→ Aim
Below is the data. Give it again, complete and exact.

(A block of data)
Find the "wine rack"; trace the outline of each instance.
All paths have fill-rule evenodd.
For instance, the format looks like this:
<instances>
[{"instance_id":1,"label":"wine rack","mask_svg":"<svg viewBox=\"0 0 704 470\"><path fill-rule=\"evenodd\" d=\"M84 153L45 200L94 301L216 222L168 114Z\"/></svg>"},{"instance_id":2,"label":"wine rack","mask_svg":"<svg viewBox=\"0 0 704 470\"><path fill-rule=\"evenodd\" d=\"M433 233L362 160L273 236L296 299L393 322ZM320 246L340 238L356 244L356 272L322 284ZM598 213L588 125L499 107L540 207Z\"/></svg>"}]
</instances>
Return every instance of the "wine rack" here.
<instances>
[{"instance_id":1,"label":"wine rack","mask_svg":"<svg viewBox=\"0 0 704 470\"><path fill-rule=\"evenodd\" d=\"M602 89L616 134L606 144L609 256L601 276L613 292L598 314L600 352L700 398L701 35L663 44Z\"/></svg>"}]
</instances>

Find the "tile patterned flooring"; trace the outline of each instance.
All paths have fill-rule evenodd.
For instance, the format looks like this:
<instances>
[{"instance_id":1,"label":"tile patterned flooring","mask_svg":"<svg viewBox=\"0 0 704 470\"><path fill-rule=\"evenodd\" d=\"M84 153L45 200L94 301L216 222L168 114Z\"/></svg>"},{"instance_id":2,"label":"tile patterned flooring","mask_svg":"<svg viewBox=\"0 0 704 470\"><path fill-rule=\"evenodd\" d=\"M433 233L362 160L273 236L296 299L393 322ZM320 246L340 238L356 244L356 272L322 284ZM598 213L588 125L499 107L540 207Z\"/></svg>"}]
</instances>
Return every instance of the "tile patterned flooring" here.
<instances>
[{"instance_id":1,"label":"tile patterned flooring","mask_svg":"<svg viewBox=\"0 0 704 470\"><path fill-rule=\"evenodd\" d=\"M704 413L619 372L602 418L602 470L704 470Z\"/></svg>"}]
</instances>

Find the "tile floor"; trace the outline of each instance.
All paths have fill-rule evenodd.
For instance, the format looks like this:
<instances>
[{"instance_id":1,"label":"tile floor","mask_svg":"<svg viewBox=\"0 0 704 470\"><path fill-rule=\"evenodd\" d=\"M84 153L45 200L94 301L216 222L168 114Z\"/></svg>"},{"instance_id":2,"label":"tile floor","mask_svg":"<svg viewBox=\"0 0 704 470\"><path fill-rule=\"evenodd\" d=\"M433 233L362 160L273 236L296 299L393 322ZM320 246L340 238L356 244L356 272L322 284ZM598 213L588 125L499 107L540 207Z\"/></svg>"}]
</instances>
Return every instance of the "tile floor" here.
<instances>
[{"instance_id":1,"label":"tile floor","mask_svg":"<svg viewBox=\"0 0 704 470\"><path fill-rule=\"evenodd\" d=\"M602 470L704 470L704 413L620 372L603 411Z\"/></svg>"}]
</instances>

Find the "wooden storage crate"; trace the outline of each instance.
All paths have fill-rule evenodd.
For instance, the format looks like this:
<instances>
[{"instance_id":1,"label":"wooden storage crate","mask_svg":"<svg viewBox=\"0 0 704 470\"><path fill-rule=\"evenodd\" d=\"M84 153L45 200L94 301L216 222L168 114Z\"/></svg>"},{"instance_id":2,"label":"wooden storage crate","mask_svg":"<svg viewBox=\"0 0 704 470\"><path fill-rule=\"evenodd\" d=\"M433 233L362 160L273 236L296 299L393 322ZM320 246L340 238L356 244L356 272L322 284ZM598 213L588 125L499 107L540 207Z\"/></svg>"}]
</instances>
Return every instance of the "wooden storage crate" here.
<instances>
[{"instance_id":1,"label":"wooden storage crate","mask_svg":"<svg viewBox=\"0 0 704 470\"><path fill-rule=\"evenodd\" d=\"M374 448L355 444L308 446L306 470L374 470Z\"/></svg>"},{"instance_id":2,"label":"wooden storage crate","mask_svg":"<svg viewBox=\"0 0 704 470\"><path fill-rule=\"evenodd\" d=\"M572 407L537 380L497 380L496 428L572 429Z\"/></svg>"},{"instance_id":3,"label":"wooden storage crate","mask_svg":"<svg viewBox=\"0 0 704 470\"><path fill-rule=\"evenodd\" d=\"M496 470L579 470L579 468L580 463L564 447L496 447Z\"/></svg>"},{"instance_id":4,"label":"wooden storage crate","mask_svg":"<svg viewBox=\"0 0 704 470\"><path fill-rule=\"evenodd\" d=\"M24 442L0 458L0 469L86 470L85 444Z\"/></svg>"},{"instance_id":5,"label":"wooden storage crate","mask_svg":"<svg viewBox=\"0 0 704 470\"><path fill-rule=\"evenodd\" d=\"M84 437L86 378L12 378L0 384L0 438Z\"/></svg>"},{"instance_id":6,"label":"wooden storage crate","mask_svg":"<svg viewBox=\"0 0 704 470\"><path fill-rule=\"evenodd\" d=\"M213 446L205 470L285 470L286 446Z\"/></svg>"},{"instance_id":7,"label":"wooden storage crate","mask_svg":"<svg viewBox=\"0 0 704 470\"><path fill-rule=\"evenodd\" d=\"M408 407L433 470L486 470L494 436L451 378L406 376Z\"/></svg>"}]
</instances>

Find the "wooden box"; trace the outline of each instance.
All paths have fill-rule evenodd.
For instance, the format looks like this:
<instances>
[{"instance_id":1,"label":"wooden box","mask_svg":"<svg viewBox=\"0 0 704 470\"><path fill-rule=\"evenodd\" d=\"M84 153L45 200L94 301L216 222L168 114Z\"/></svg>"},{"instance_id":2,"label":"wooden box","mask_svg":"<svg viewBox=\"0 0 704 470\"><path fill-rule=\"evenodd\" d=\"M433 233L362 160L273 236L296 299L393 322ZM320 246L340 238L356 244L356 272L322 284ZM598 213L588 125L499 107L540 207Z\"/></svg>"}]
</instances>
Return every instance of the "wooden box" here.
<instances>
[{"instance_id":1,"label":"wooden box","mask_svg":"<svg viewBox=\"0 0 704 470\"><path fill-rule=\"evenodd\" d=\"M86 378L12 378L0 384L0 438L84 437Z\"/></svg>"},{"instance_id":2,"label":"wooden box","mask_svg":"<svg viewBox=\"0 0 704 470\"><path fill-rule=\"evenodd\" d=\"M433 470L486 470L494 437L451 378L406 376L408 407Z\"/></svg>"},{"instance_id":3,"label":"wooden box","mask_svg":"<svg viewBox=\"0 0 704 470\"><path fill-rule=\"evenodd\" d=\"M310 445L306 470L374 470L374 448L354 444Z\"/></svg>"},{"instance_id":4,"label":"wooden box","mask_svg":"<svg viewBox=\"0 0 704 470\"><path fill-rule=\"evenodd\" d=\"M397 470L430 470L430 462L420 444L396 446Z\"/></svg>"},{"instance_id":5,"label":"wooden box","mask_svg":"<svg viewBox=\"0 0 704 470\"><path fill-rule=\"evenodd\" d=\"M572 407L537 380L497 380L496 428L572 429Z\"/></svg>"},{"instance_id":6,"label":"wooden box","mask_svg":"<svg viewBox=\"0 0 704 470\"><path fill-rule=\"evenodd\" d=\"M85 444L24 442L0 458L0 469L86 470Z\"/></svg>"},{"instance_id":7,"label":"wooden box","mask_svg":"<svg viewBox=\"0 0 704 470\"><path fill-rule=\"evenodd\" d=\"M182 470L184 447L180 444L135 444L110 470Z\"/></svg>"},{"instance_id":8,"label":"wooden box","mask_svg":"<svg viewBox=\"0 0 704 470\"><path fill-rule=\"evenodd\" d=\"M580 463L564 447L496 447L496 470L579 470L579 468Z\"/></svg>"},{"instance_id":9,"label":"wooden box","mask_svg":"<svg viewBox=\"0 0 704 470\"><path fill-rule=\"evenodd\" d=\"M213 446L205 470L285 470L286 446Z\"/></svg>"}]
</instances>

→ Answer to the problem
Find the "wine rack"; trace the outline of each instance.
All paths have fill-rule evenodd.
For instance, the format looks like this:
<instances>
[{"instance_id":1,"label":"wine rack","mask_svg":"<svg viewBox=\"0 0 704 470\"><path fill-rule=\"evenodd\" d=\"M84 153L45 200L94 301L216 222L168 114Z\"/></svg>"},{"instance_id":2,"label":"wine rack","mask_svg":"<svg viewBox=\"0 0 704 470\"><path fill-rule=\"evenodd\" d=\"M433 233L362 160L273 236L296 299L393 322ZM320 246L340 238L356 244L356 272L322 284ZM598 213L588 125L499 107L540 207Z\"/></svg>"}]
</instances>
Return every instance of the "wine rack" here.
<instances>
[{"instance_id":1,"label":"wine rack","mask_svg":"<svg viewBox=\"0 0 704 470\"><path fill-rule=\"evenodd\" d=\"M602 89L616 134L606 144L609 256L601 276L613 292L598 314L600 352L700 398L701 35L663 44Z\"/></svg>"}]
</instances>

Find the "tile patterned flooring"; trace the outline of each instance.
All paths have fill-rule evenodd.
For instance, the format looks like this:
<instances>
[{"instance_id":1,"label":"tile patterned flooring","mask_svg":"<svg viewBox=\"0 0 704 470\"><path fill-rule=\"evenodd\" d=\"M84 153L45 200L94 301L216 222L168 114Z\"/></svg>"},{"instance_id":2,"label":"tile patterned flooring","mask_svg":"<svg viewBox=\"0 0 704 470\"><path fill-rule=\"evenodd\" d=\"M433 233L362 160L273 236L296 299L393 322ZM320 246L340 238L356 244L356 272L322 284ZM598 213L588 125L499 107L540 207Z\"/></svg>"}]
</instances>
Return every instance of the "tile patterned flooring" here.
<instances>
[{"instance_id":1,"label":"tile patterned flooring","mask_svg":"<svg viewBox=\"0 0 704 470\"><path fill-rule=\"evenodd\" d=\"M704 413L619 372L602 418L602 470L704 470Z\"/></svg>"}]
</instances>

Find the "tile floor"; trace the outline of each instance.
All paths have fill-rule evenodd.
For instance, the format looks like this:
<instances>
[{"instance_id":1,"label":"tile floor","mask_svg":"<svg viewBox=\"0 0 704 470\"><path fill-rule=\"evenodd\" d=\"M84 153L45 200L94 301L216 222L168 114Z\"/></svg>"},{"instance_id":2,"label":"tile floor","mask_svg":"<svg viewBox=\"0 0 704 470\"><path fill-rule=\"evenodd\" d=\"M433 233L362 160L273 236L296 299L393 322ZM320 246L340 238L356 244L356 272L322 284ZM598 213L588 125L499 107L540 207Z\"/></svg>"}]
</instances>
Return every instance of the "tile floor" here.
<instances>
[{"instance_id":1,"label":"tile floor","mask_svg":"<svg viewBox=\"0 0 704 470\"><path fill-rule=\"evenodd\" d=\"M602 470L704 470L704 413L620 372L603 411Z\"/></svg>"}]
</instances>

Find the "wooden storage crate"; trace the outline of each instance.
All paths have fill-rule evenodd.
For instance, the format looks like this:
<instances>
[{"instance_id":1,"label":"wooden storage crate","mask_svg":"<svg viewBox=\"0 0 704 470\"><path fill-rule=\"evenodd\" d=\"M84 153L45 200L94 301L216 222L168 114Z\"/></svg>"},{"instance_id":2,"label":"wooden storage crate","mask_svg":"<svg viewBox=\"0 0 704 470\"><path fill-rule=\"evenodd\" d=\"M433 233L362 160L273 236L296 299L393 322ZM320 246L340 238L356 244L356 272L322 284ZM598 213L588 125L499 107L540 207Z\"/></svg>"}]
</instances>
Return every instance of the "wooden storage crate" here.
<instances>
[{"instance_id":1,"label":"wooden storage crate","mask_svg":"<svg viewBox=\"0 0 704 470\"><path fill-rule=\"evenodd\" d=\"M374 448L355 444L308 446L306 470L374 470Z\"/></svg>"},{"instance_id":2,"label":"wooden storage crate","mask_svg":"<svg viewBox=\"0 0 704 470\"><path fill-rule=\"evenodd\" d=\"M572 407L537 380L497 380L496 428L572 429Z\"/></svg>"},{"instance_id":3,"label":"wooden storage crate","mask_svg":"<svg viewBox=\"0 0 704 470\"><path fill-rule=\"evenodd\" d=\"M496 470L579 470L579 468L580 463L564 447L496 447Z\"/></svg>"},{"instance_id":4,"label":"wooden storage crate","mask_svg":"<svg viewBox=\"0 0 704 470\"><path fill-rule=\"evenodd\" d=\"M24 442L0 458L0 469L86 470L85 444Z\"/></svg>"},{"instance_id":5,"label":"wooden storage crate","mask_svg":"<svg viewBox=\"0 0 704 470\"><path fill-rule=\"evenodd\" d=\"M84 437L86 378L12 378L0 384L0 438Z\"/></svg>"},{"instance_id":6,"label":"wooden storage crate","mask_svg":"<svg viewBox=\"0 0 704 470\"><path fill-rule=\"evenodd\" d=\"M213 446L205 470L285 470L286 446Z\"/></svg>"},{"instance_id":7,"label":"wooden storage crate","mask_svg":"<svg viewBox=\"0 0 704 470\"><path fill-rule=\"evenodd\" d=\"M408 407L433 470L486 470L494 436L451 378L406 376Z\"/></svg>"}]
</instances>

Find the "wooden box"; trace the outline of each instance.
All paths have fill-rule evenodd.
For instance, the format looks like this:
<instances>
[{"instance_id":1,"label":"wooden box","mask_svg":"<svg viewBox=\"0 0 704 470\"><path fill-rule=\"evenodd\" d=\"M84 153L45 200L94 301L216 222L168 114Z\"/></svg>"},{"instance_id":2,"label":"wooden box","mask_svg":"<svg viewBox=\"0 0 704 470\"><path fill-rule=\"evenodd\" d=\"M433 233L362 160L273 236L296 299L393 322ZM320 246L340 238L356 244L356 272L322 284ZM598 213L588 125L499 107L540 207Z\"/></svg>"}]
</instances>
Return every instance of the "wooden box" here.
<instances>
[{"instance_id":1,"label":"wooden box","mask_svg":"<svg viewBox=\"0 0 704 470\"><path fill-rule=\"evenodd\" d=\"M86 378L12 378L0 384L0 438L84 437Z\"/></svg>"},{"instance_id":2,"label":"wooden box","mask_svg":"<svg viewBox=\"0 0 704 470\"><path fill-rule=\"evenodd\" d=\"M433 470L486 470L494 437L451 378L406 376L408 407Z\"/></svg>"},{"instance_id":3,"label":"wooden box","mask_svg":"<svg viewBox=\"0 0 704 470\"><path fill-rule=\"evenodd\" d=\"M310 445L306 470L374 470L374 448L354 444Z\"/></svg>"},{"instance_id":4,"label":"wooden box","mask_svg":"<svg viewBox=\"0 0 704 470\"><path fill-rule=\"evenodd\" d=\"M397 470L430 470L430 462L420 444L396 446Z\"/></svg>"},{"instance_id":5,"label":"wooden box","mask_svg":"<svg viewBox=\"0 0 704 470\"><path fill-rule=\"evenodd\" d=\"M572 407L537 380L497 380L496 428L572 429Z\"/></svg>"},{"instance_id":6,"label":"wooden box","mask_svg":"<svg viewBox=\"0 0 704 470\"><path fill-rule=\"evenodd\" d=\"M85 444L24 442L0 458L0 469L86 470Z\"/></svg>"},{"instance_id":7,"label":"wooden box","mask_svg":"<svg viewBox=\"0 0 704 470\"><path fill-rule=\"evenodd\" d=\"M182 470L184 447L180 444L135 444L110 470Z\"/></svg>"},{"instance_id":8,"label":"wooden box","mask_svg":"<svg viewBox=\"0 0 704 470\"><path fill-rule=\"evenodd\" d=\"M580 463L564 447L496 447L496 470L579 470L579 468Z\"/></svg>"},{"instance_id":9,"label":"wooden box","mask_svg":"<svg viewBox=\"0 0 704 470\"><path fill-rule=\"evenodd\" d=\"M213 446L205 470L285 470L286 446Z\"/></svg>"}]
</instances>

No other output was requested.